**Records for processing:**
((

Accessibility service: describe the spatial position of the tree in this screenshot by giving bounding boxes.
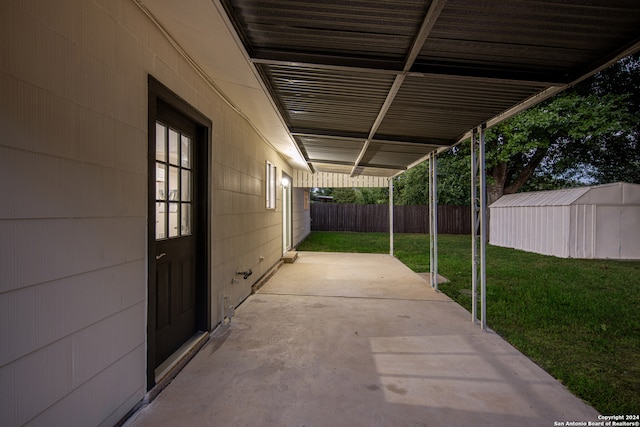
[485,90,633,204]
[332,188,357,203]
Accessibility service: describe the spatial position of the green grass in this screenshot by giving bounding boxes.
[298,232,640,414]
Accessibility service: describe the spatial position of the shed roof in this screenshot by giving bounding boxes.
[137,0,640,176]
[489,182,640,208]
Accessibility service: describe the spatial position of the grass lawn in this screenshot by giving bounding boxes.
[298,232,640,415]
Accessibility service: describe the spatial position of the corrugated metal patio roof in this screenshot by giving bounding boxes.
[221,0,640,176]
[141,0,640,177]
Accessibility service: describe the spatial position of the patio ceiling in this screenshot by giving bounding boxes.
[144,0,640,176]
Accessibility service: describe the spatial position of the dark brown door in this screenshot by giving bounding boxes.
[147,76,212,390]
[154,120,198,365]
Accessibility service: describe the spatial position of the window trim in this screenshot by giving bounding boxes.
[265,160,277,209]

))

**Given request:**
Repeat all of the material above word for word, leaving out the picture.

**Answer to the problem:**
Accessibility service: describe the spatial position of the tree in this screenshot by giving bounding boxes.
[485,90,633,204]
[332,188,357,203]
Accessibility service: describe the spatial position of the green grass in this screenshot by giving bounding boxes.
[298,232,640,414]
Accessibility service: describe the spatial position of the shed roof in this screenshot by giving bounding boxes.
[137,0,640,176]
[489,182,640,208]
Accessibility service: describe the spatial position of the grass lawn in this screenshot by giving bounding boxes.
[298,232,640,415]
Accessibility service: describe the spatial position of the corrugated metal patio roof in this screenshot by giving bounding boxes.
[221,0,640,176]
[141,0,640,177]
Accessibility service: describe the spatial position of the patio ceiling in this screenshot by giving bounding boxes.
[144,0,640,176]
Accessibility service: describe the spatial position of the dark brown door in this screenshot by giving bounding boxes.
[147,76,212,390]
[154,120,198,365]
Accessibility service: describe the spatial position of the window trim in this screenshot by giving bounding boxes.
[265,160,277,209]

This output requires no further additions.